State how many lines of the entries contain the string "wooded", giving only the number.

[Part of a data file]
# # # #

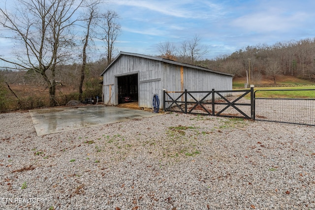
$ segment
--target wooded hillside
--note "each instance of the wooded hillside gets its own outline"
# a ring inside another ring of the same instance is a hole
[[[315,38],[308,38],[273,46],[249,46],[231,55],[198,63],[236,77],[251,74],[252,84],[259,84],[264,75],[273,78],[282,75],[315,80]]]

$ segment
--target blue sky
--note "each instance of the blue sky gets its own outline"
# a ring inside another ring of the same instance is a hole
[[[118,51],[158,55],[159,43],[179,47],[197,35],[208,47],[204,58],[212,59],[249,45],[315,37],[314,0],[108,0],[107,9],[121,17]],[[12,43],[0,38],[0,55]]]
[[[211,59],[249,45],[315,37],[314,0],[112,0],[106,7],[121,16],[122,51],[156,55],[158,43],[179,46],[196,34]]]

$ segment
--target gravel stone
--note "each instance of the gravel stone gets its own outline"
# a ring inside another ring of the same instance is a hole
[[[315,209],[314,127],[168,113],[38,136],[28,112],[0,119],[1,210]]]

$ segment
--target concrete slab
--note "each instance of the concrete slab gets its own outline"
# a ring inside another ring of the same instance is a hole
[[[158,115],[142,110],[103,105],[56,108],[29,112],[38,136]]]

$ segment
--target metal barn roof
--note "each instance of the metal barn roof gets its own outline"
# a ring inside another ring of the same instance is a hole
[[[209,71],[209,72],[213,72],[213,73],[217,73],[217,74],[223,74],[223,75],[225,75],[231,76],[234,76],[233,74],[228,74],[228,73],[227,73],[221,72],[220,71],[214,71],[214,70],[210,69],[209,68],[204,68],[204,67],[198,66],[197,66],[197,65],[191,65],[191,64],[188,64],[188,63],[182,63],[182,62],[180,62],[175,61],[172,60],[169,60],[168,59],[163,59],[163,58],[158,58],[158,57],[154,57],[154,56],[146,56],[145,55],[138,54],[137,54],[137,53],[127,53],[127,52],[121,52],[119,54],[119,55],[114,60],[113,60],[113,61],[109,64],[109,65],[108,66],[107,66],[106,67],[106,68],[105,68],[105,70],[102,72],[102,73],[100,74],[100,76],[103,76],[103,75],[105,73],[105,72],[108,69],[109,69],[110,68],[111,66],[112,65],[113,65],[116,61],[116,60],[117,60],[119,59],[119,58],[122,55],[127,55],[127,56],[135,56],[135,57],[143,58],[147,59],[150,59],[150,60],[152,60],[160,61],[161,62],[163,62],[166,63],[170,63],[170,64],[174,64],[174,65],[177,65],[182,66],[186,66],[186,67],[189,67],[189,68],[195,68],[195,69],[197,69],[202,70],[204,70],[204,71]]]

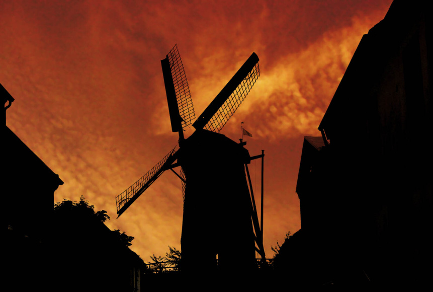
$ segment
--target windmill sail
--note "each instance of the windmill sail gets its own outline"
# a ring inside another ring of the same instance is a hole
[[[175,162],[177,153],[175,152],[176,148],[174,148],[140,179],[116,197],[118,218],[168,168],[168,166]]]
[[[258,57],[252,53],[193,124],[196,129],[219,132],[260,76]]]
[[[161,60],[171,130],[179,132],[195,117],[193,101],[177,45]]]

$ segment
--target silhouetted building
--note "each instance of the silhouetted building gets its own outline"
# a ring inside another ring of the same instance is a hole
[[[321,280],[431,286],[426,2],[393,3],[363,37],[319,126],[322,136],[305,138],[296,192],[306,261]]]
[[[23,288],[46,277],[54,192],[63,182],[6,125],[14,98],[1,85],[0,96],[6,105],[1,133],[3,262],[6,278]]]

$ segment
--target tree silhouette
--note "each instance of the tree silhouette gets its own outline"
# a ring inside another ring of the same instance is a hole
[[[176,247],[171,247],[168,246],[168,252],[165,253],[165,256],[157,256],[153,254],[150,256],[150,258],[153,261],[150,263],[153,266],[153,269],[157,273],[161,273],[164,271],[170,270],[179,271],[181,270],[181,251]]]
[[[104,224],[110,216],[96,211],[81,196],[78,202],[54,204],[52,224],[53,271],[57,284],[71,290],[132,290],[131,271],[145,265],[128,247],[134,237]]]

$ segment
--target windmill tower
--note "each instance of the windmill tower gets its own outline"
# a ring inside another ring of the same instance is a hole
[[[245,142],[237,143],[219,132],[258,78],[258,57],[252,53],[197,118],[193,124],[195,131],[187,138],[183,129],[195,115],[177,46],[161,64],[171,130],[179,133],[179,149],[171,150],[116,197],[118,216],[164,171],[170,170],[182,180],[184,193],[183,270],[198,266],[211,270],[216,267],[217,256],[221,270],[252,268],[255,252],[264,260],[265,255],[263,225],[261,228],[258,224],[250,180],[248,187],[247,165],[264,155],[251,158],[243,147]],[[178,174],[174,169],[180,166]]]

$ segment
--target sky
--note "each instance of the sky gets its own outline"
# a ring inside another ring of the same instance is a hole
[[[271,246],[301,228],[303,137],[320,135],[362,35],[391,2],[2,1],[0,83],[15,99],[7,125],[64,182],[53,203],[84,196],[108,212],[110,229],[135,238],[131,249],[147,262],[180,249],[180,180],[165,172],[118,219],[115,198],[177,143],[160,60],[177,44],[198,116],[254,52],[260,77],[220,133],[237,141],[243,121],[250,154],[265,150],[272,257]]]

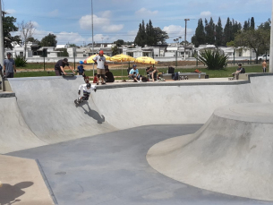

# # # #

(EXERCISE SOLUTION):
2